#### TO BE DONE:
Please recast the listing below as a numbered list, omitting blank lines and leaving the pictures out.

(Source records)
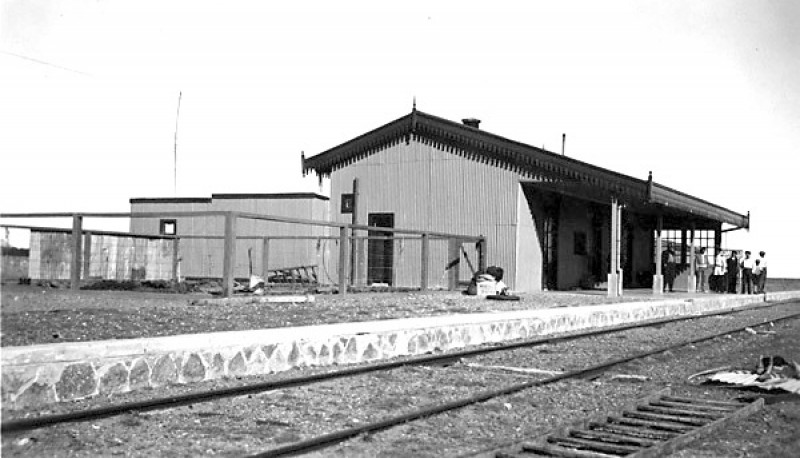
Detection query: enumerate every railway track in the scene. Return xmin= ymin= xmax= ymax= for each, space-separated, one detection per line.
xmin=0 ymin=301 xmax=786 ymax=433
xmin=249 ymin=313 xmax=800 ymax=458
xmin=3 ymin=303 xmax=798 ymax=456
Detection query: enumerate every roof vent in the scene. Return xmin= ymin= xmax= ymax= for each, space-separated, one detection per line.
xmin=461 ymin=118 xmax=481 ymax=129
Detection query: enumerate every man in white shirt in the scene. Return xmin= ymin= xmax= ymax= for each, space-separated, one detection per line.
xmin=756 ymin=251 xmax=767 ymax=294
xmin=741 ymin=251 xmax=756 ymax=294
xmin=694 ymin=247 xmax=708 ymax=293
xmin=711 ymin=250 xmax=728 ymax=293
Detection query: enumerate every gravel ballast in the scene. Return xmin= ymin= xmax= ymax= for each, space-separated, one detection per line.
xmin=2 ymin=302 xmax=800 ymax=457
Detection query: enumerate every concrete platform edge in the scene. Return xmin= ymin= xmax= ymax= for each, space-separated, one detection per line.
xmin=1 ymin=291 xmax=800 ymax=409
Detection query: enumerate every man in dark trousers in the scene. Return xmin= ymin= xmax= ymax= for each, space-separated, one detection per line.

#### TASK OUTPUT:
1. Detection query: enumerate every railway track in the scene. Return xmin= ymin= xmax= ymax= for each, space-separated, one detection per line.
2. xmin=0 ymin=301 xmax=786 ymax=433
3. xmin=249 ymin=313 xmax=800 ymax=458
4. xmin=3 ymin=303 xmax=798 ymax=456
5. Detection query: enumerate every roof vent in the scene. Return xmin= ymin= xmax= ymax= for each, space-separated, one detection per line.
6. xmin=461 ymin=118 xmax=481 ymax=129
7. Detection query: enumerate every man in white shirt in the scene. Return xmin= ymin= xmax= ymax= for each, space-separated, one detection per line.
8. xmin=756 ymin=251 xmax=767 ymax=294
9. xmin=741 ymin=251 xmax=756 ymax=294
10. xmin=694 ymin=247 xmax=708 ymax=293
11. xmin=711 ymin=250 xmax=728 ymax=293
12. Detection query: enumerate every gravel ballast in the scene. Return xmin= ymin= xmax= ymax= for each, space-separated, one detection per line.
13. xmin=2 ymin=302 xmax=800 ymax=457
14. Detection query: enumerate every concrete platform edge in the scene. Return xmin= ymin= xmax= ymax= for each, space-separated, one detection per line.
15. xmin=1 ymin=291 xmax=800 ymax=409
16. Detection query: enumerate every man in dark trousers in the scene. Return xmin= ymin= xmax= ymax= for each, space-separated, one detection per line.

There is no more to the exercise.